Problem to solve -
From the entries below, pull out each line where "shadow" appears.

Material for this exercise -
*** Begin section ***

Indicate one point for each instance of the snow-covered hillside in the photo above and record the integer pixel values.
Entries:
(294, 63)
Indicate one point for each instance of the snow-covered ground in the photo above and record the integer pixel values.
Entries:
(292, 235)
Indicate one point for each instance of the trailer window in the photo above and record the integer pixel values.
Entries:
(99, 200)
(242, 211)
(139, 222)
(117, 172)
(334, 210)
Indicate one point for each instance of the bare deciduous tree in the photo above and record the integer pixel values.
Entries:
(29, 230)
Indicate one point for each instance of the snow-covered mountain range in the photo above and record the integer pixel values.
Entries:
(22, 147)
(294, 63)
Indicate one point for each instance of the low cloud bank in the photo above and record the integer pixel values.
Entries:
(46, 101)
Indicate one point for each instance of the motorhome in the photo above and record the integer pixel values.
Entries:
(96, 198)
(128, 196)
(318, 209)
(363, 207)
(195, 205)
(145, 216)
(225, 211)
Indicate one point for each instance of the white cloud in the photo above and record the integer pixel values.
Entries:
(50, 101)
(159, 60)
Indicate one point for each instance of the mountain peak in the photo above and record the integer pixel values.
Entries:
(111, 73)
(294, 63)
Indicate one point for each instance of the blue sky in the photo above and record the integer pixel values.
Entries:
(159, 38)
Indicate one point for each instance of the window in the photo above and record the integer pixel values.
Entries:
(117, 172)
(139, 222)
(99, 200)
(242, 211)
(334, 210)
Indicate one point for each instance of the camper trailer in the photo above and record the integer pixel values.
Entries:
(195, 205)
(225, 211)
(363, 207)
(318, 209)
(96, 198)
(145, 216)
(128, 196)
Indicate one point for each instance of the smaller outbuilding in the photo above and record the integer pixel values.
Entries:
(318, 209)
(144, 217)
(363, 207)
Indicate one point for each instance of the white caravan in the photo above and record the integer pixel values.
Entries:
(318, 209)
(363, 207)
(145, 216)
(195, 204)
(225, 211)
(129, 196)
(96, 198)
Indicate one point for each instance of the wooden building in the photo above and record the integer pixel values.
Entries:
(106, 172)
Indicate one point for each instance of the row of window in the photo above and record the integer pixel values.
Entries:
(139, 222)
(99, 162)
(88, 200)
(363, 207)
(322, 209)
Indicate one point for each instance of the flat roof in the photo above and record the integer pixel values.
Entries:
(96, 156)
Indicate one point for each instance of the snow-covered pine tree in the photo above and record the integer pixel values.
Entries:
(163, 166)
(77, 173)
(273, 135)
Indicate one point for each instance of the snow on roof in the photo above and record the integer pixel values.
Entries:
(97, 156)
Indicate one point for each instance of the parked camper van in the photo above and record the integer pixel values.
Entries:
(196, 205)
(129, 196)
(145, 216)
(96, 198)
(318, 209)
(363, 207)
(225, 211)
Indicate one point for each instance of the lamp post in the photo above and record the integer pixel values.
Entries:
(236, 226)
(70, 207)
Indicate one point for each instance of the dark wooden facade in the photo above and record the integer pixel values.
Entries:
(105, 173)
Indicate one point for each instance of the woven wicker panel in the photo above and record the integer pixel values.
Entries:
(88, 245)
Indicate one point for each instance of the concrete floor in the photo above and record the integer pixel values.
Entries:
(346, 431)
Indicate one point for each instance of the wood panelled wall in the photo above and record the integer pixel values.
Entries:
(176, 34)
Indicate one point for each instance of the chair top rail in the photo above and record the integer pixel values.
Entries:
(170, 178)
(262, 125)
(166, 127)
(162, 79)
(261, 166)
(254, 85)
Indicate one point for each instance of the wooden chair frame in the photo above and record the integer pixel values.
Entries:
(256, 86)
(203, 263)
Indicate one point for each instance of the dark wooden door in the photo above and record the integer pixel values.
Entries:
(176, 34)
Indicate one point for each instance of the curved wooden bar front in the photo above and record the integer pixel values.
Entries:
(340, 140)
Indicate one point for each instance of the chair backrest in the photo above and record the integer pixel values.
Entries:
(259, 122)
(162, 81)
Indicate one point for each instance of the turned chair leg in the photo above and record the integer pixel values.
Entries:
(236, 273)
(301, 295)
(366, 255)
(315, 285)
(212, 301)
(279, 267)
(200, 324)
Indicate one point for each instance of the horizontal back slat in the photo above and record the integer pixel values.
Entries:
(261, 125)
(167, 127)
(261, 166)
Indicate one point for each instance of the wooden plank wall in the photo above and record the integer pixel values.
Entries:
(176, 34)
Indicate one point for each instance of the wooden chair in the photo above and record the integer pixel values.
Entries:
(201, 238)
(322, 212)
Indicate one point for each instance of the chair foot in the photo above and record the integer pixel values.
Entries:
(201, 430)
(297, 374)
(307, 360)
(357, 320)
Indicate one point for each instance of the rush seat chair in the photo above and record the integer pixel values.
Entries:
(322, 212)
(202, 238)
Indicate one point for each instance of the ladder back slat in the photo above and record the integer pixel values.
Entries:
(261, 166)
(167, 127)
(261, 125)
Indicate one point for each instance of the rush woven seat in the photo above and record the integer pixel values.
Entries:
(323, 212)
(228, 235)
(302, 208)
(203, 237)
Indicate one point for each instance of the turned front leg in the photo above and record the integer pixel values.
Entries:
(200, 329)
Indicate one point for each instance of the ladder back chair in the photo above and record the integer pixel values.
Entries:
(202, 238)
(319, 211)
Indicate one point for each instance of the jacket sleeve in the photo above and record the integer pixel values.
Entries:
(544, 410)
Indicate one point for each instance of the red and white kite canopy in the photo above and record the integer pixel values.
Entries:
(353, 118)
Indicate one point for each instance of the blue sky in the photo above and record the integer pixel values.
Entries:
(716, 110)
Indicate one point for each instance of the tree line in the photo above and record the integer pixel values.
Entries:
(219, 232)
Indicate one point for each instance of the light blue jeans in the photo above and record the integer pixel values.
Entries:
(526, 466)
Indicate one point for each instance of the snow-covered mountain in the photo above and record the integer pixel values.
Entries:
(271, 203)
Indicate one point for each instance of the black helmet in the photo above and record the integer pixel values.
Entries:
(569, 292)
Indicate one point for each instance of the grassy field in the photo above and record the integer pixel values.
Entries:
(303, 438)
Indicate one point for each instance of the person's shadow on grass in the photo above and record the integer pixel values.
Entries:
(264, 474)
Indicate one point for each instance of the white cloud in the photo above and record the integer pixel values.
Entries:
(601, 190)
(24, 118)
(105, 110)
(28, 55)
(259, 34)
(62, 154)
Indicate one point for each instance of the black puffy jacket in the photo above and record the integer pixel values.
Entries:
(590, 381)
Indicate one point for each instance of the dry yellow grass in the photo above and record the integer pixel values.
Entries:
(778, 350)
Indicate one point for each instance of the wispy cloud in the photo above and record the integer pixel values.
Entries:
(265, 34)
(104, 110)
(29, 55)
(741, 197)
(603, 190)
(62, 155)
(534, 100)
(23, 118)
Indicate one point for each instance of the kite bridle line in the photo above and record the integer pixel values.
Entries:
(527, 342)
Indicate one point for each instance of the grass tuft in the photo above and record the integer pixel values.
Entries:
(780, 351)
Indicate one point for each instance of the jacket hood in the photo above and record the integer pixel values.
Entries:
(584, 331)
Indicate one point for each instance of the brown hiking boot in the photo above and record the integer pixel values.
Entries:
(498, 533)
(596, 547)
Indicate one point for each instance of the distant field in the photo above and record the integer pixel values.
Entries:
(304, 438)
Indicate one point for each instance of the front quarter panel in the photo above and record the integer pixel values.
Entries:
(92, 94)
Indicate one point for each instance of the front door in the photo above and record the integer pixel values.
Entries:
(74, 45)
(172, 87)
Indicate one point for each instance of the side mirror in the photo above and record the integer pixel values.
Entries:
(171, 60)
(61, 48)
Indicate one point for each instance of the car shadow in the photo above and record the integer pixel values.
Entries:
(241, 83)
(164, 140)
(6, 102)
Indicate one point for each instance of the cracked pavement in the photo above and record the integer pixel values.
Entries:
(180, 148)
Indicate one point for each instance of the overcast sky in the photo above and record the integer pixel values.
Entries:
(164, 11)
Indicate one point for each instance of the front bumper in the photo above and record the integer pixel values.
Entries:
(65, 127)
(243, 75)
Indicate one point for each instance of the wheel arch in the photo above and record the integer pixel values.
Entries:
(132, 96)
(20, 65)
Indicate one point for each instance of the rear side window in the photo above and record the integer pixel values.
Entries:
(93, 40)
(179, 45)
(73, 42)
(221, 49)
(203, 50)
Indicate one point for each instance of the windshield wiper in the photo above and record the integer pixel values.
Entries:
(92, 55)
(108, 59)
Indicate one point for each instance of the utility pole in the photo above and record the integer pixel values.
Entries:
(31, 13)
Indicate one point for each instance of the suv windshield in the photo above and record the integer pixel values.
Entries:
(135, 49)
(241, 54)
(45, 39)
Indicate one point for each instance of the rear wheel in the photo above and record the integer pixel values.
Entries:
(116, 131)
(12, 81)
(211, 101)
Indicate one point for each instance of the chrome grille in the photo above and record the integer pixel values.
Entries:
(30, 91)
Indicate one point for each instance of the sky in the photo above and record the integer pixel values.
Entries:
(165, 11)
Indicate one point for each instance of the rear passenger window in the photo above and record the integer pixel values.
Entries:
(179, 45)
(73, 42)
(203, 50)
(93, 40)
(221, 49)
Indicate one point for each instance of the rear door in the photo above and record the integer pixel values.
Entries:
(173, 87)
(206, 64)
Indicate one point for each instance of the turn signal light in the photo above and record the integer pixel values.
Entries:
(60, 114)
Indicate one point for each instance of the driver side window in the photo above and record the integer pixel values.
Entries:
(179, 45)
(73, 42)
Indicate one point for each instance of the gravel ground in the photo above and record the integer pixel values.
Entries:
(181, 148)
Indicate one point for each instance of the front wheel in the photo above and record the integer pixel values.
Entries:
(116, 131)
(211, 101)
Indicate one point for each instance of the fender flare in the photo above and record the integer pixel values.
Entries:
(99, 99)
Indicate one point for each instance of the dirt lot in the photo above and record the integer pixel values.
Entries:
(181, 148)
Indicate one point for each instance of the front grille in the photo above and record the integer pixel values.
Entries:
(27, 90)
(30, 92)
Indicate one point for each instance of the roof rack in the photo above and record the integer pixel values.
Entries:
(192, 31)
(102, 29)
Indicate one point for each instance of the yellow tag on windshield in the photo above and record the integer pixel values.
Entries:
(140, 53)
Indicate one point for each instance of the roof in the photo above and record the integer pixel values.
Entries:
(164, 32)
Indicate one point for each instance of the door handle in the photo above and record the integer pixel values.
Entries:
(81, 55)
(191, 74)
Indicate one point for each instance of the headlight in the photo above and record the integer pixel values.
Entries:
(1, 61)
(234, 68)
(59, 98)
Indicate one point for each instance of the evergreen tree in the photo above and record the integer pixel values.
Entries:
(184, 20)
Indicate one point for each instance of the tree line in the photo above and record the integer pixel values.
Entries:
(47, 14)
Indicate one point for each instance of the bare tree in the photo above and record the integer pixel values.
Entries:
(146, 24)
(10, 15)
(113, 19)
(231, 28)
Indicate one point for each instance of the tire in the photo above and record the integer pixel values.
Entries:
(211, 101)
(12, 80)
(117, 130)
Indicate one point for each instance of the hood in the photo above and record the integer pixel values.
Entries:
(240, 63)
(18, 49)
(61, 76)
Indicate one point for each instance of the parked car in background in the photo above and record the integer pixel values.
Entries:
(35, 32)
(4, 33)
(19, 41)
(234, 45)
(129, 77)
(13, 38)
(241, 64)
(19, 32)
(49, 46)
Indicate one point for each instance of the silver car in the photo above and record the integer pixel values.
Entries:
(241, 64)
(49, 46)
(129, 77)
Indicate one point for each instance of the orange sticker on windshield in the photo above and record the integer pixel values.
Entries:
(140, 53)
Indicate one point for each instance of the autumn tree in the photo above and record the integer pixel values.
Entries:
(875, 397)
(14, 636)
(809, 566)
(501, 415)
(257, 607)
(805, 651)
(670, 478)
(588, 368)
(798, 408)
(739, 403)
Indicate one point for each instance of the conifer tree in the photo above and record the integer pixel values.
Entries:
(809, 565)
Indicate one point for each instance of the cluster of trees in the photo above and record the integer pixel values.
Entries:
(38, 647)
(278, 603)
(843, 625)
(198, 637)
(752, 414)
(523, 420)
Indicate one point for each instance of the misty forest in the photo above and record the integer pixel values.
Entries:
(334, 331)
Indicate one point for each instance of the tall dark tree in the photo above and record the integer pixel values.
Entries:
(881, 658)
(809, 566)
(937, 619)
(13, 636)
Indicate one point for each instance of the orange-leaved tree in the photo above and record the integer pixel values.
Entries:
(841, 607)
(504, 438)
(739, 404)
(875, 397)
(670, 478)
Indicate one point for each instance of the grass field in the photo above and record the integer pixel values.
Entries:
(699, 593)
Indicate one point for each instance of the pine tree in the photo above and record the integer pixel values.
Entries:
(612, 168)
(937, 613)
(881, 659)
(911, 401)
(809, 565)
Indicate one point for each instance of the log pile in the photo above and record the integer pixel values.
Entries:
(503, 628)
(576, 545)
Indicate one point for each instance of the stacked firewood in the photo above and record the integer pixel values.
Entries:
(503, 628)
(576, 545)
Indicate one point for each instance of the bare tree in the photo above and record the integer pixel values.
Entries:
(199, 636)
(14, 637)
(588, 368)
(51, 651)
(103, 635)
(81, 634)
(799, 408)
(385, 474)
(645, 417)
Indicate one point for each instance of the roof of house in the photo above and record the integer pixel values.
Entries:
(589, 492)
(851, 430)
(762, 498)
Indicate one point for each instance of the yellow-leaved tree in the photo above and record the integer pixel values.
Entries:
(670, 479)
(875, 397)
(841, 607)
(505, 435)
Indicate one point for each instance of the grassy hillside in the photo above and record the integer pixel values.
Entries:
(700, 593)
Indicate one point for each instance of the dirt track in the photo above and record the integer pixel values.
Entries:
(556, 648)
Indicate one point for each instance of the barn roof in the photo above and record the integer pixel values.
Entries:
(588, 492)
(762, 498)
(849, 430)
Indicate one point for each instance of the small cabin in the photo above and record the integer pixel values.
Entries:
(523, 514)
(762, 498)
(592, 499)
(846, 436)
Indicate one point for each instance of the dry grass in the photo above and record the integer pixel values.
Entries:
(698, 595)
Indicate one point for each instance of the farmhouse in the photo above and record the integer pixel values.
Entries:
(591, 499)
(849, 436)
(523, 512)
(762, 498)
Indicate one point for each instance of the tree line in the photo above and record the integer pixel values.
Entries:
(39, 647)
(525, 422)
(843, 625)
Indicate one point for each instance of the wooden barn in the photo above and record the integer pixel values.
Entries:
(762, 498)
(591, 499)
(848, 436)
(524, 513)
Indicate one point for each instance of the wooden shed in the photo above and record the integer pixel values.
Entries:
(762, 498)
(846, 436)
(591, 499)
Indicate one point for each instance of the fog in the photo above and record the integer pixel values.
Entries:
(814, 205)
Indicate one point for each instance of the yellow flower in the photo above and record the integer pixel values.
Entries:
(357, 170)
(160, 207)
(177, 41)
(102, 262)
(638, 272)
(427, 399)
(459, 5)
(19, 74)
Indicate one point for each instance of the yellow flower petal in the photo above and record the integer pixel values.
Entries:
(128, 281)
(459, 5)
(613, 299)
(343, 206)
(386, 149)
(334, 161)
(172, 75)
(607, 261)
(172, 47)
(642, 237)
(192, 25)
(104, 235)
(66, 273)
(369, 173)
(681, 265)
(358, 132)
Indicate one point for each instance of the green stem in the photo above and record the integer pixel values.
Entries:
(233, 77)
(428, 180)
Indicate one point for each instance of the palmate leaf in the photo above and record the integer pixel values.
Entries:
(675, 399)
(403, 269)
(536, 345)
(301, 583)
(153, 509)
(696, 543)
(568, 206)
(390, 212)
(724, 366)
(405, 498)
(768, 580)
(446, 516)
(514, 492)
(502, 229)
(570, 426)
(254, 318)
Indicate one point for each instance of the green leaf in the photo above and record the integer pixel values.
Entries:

*** End section ***

Response to the exercise -
Indicate one point for each instance of the person's shadow on grass in the photo above and record the integer pixel values.
Indicate one point for each instance of the car shadow in the photo above and record the integer pixel values.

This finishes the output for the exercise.